▸ Job
Please pull out every line in the records below that contains the string "trees", and copy each such line in full.
>> BEGIN Dataset records
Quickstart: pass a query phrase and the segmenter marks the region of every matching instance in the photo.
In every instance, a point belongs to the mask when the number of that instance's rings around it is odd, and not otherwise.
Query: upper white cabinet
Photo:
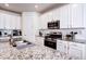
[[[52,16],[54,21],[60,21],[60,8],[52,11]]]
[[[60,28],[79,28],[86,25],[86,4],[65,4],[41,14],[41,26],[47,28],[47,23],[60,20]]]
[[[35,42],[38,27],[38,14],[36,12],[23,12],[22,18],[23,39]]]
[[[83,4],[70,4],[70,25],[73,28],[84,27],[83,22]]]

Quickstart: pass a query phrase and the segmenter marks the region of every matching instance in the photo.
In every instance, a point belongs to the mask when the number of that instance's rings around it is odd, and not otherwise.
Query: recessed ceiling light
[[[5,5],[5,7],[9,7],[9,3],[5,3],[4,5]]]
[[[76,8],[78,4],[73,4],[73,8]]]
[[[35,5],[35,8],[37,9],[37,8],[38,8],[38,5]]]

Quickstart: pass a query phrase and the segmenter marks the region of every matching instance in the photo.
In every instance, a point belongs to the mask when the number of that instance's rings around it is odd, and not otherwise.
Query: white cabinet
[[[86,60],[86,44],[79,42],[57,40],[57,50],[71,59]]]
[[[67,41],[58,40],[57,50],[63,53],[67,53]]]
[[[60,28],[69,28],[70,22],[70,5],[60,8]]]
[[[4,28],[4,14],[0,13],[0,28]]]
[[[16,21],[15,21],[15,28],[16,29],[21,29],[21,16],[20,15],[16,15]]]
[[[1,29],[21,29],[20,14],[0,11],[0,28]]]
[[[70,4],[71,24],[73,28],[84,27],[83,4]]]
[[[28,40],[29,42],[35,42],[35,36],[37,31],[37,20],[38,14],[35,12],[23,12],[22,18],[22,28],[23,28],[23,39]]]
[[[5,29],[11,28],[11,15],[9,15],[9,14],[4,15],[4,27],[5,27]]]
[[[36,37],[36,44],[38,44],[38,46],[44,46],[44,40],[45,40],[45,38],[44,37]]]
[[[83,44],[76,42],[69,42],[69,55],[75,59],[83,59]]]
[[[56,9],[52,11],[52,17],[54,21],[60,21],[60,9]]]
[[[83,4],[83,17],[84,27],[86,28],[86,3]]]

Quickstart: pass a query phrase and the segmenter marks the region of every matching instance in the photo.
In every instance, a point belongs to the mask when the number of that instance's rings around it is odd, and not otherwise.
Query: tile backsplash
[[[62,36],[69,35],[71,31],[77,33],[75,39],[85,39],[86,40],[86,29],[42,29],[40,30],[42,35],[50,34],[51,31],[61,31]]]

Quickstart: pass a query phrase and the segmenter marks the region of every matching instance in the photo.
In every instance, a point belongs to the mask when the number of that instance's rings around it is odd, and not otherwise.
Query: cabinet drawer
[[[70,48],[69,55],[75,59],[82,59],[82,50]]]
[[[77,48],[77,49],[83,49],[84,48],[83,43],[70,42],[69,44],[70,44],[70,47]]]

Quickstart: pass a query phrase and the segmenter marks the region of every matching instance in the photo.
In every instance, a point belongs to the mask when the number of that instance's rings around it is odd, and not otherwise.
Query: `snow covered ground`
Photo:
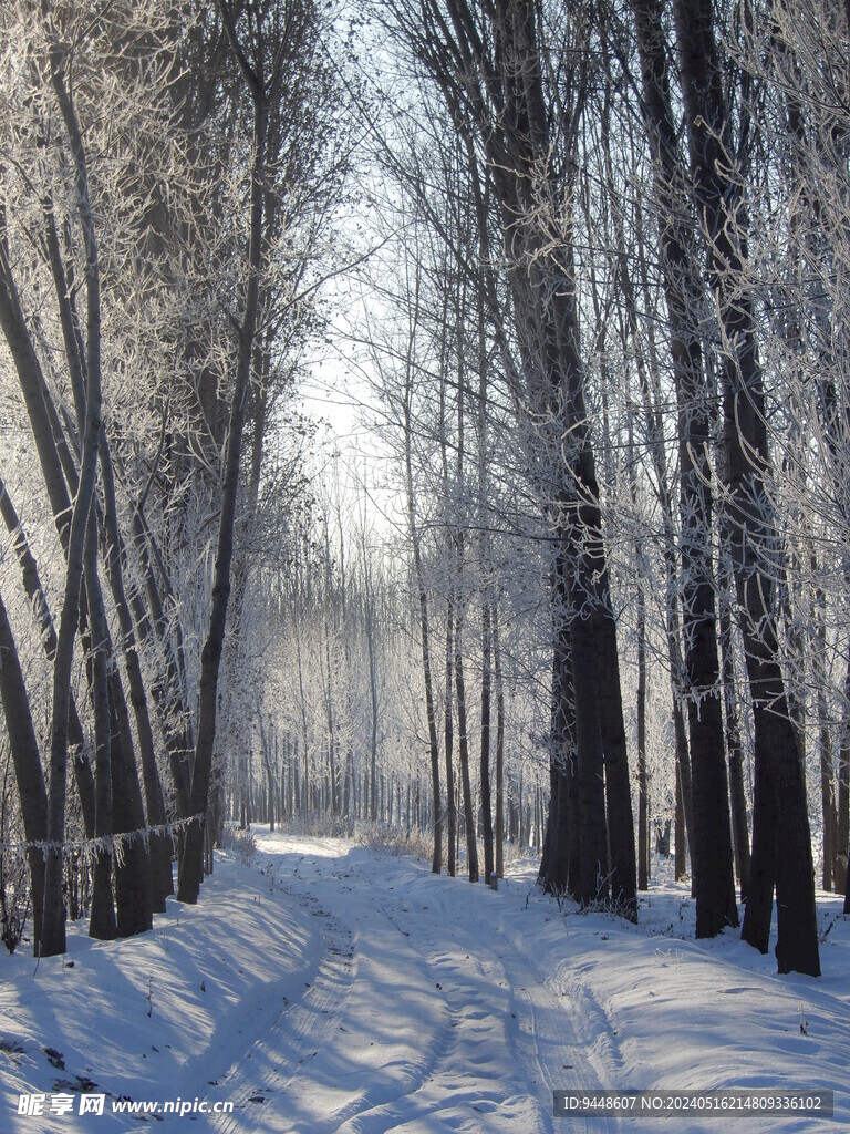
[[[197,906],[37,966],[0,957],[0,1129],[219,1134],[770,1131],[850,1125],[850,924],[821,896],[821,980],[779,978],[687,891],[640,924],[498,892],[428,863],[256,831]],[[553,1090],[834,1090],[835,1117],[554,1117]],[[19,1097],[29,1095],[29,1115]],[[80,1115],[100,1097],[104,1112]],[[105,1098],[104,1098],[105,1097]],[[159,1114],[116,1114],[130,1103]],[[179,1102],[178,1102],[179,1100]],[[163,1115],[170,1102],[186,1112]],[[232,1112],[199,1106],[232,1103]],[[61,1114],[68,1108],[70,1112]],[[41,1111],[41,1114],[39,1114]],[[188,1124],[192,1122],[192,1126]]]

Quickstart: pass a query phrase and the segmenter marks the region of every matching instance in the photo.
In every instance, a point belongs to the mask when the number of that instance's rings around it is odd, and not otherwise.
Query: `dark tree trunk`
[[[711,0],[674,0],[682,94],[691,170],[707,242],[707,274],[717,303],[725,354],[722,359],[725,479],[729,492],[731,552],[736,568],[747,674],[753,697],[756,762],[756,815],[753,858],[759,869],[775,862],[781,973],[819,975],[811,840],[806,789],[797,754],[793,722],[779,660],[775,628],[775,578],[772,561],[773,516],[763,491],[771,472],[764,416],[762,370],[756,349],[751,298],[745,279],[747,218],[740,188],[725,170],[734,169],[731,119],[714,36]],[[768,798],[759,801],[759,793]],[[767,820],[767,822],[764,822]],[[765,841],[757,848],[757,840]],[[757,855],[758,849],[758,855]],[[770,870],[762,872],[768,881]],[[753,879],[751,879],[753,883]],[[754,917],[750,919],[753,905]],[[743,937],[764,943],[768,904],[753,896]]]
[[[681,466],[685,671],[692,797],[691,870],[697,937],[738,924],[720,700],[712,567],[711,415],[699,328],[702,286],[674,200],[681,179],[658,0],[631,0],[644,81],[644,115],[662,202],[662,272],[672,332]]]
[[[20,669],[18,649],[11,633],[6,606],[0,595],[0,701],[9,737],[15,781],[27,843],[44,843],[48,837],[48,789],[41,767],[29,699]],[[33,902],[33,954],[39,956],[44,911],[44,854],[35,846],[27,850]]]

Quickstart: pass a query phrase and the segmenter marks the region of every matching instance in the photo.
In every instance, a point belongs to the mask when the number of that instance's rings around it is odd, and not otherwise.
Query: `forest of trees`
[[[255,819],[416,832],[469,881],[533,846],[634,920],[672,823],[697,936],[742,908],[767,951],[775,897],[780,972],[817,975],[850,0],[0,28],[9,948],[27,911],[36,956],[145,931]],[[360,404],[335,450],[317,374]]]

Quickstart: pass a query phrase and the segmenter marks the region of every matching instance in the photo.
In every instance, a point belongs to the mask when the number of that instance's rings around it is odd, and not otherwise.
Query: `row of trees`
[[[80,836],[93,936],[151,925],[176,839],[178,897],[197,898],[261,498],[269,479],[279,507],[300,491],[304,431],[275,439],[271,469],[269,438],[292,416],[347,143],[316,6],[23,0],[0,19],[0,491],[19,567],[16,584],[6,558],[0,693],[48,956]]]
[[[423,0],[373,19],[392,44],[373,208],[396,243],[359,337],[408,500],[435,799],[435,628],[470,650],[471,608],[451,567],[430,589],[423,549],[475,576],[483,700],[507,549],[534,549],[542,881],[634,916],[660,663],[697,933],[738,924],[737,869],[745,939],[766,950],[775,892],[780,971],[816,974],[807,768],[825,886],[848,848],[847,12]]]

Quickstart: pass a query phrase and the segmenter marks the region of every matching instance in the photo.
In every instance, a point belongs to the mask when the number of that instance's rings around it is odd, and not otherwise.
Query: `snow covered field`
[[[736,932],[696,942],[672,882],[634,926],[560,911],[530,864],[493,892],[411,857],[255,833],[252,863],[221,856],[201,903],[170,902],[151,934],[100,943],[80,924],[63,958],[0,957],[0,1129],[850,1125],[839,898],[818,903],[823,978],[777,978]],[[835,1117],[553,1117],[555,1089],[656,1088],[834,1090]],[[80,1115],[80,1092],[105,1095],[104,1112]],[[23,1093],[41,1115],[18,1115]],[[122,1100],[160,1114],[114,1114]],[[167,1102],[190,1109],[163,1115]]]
>> END Dataset records
>> BEGIN Dataset records
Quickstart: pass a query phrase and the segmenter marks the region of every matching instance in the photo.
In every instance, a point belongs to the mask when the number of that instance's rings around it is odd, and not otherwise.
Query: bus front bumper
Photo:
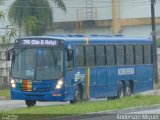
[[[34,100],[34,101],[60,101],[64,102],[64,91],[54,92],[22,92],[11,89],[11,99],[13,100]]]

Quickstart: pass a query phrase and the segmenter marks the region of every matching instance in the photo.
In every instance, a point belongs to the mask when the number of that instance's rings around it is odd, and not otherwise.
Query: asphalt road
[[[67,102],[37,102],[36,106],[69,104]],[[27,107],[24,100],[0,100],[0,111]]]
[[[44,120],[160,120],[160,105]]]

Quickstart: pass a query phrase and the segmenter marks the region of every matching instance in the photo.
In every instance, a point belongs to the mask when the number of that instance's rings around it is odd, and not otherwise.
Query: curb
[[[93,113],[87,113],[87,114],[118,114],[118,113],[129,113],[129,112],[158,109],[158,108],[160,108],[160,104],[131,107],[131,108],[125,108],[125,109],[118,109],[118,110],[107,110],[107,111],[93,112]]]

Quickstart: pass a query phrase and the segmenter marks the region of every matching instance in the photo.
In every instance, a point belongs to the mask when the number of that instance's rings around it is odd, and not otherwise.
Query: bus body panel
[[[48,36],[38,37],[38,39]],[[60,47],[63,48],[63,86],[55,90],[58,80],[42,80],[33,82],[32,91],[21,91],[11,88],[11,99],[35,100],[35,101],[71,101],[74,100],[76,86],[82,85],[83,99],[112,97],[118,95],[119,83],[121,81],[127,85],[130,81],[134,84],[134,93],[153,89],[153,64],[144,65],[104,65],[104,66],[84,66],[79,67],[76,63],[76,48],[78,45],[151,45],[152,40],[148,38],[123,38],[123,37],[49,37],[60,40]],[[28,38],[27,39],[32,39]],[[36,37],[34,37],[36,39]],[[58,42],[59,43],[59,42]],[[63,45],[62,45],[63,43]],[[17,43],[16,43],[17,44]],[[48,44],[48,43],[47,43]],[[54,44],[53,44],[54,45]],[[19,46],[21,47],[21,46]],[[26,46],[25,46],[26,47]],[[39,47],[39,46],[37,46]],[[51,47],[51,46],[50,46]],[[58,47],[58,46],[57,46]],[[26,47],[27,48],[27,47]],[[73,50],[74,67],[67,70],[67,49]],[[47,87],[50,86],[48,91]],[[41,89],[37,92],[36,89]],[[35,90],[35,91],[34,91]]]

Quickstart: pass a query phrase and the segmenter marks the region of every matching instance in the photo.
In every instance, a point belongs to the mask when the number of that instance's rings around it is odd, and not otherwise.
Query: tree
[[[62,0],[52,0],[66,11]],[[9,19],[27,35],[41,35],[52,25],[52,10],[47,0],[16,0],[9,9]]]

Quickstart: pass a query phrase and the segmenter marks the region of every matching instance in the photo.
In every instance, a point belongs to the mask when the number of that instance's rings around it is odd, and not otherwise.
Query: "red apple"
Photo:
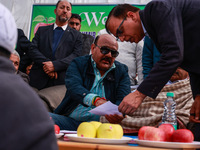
>> END Dataset records
▸ Answer to this exercise
Query: `forest of trees`
Query: `row of trees`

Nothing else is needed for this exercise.